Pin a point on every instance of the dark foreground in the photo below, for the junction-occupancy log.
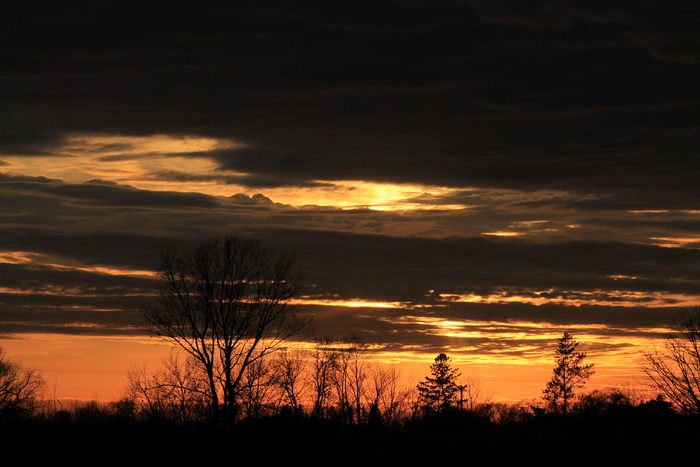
(319, 443)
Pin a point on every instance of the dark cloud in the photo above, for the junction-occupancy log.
(563, 96)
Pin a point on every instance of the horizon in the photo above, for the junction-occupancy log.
(463, 177)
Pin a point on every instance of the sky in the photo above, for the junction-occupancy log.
(463, 177)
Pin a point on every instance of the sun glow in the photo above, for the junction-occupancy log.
(187, 164)
(55, 262)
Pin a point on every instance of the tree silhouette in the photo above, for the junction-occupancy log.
(227, 304)
(569, 375)
(675, 370)
(20, 388)
(440, 391)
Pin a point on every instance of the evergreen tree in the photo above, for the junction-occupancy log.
(439, 391)
(569, 375)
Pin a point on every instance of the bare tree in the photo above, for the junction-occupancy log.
(177, 391)
(20, 388)
(290, 364)
(675, 369)
(227, 304)
(323, 364)
(387, 400)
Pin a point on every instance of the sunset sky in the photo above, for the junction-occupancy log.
(467, 177)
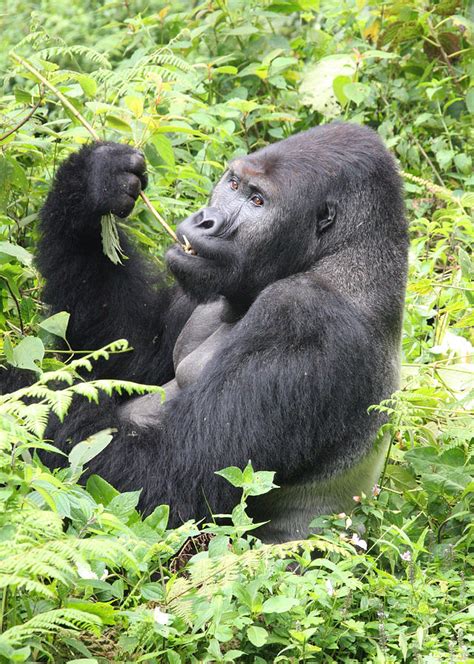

--------

The entire listing above, word for word and without pictures, is what should be output.

Pin a point on every instance of the dark foreground in the photo below, for the junction-occupancy log.
(319, 443)
Pin a point on every instance of the dark cloud in the photo above, for the junction-occupancy log.
(563, 96)
Pin a point on every instance of the horizon in the photo above, for the junction-occupancy log.
(463, 177)
Pin a point on every instance of the sky in the photo above, for the junction-occupancy log.
(463, 177)
Pin a point on every instance of the sun glow in the photo above, for the junction-occupancy log.
(187, 164)
(55, 262)
Pin a point on every instance of the tree silhouette in the photo above, for the junction-occupancy log.
(227, 304)
(569, 375)
(675, 370)
(20, 388)
(440, 391)
Pin a point on every instance of the evergreen tree in the photo above, for the junction-occupancy log.
(439, 391)
(569, 375)
Pin a point on every instance of the bare tree in the photo above, for the junction-occupancy log.
(177, 391)
(20, 388)
(290, 364)
(675, 369)
(227, 304)
(323, 364)
(387, 400)
Pin a point on every instance of the sunset sky in the photo above, for the junction-occupancy log.
(467, 177)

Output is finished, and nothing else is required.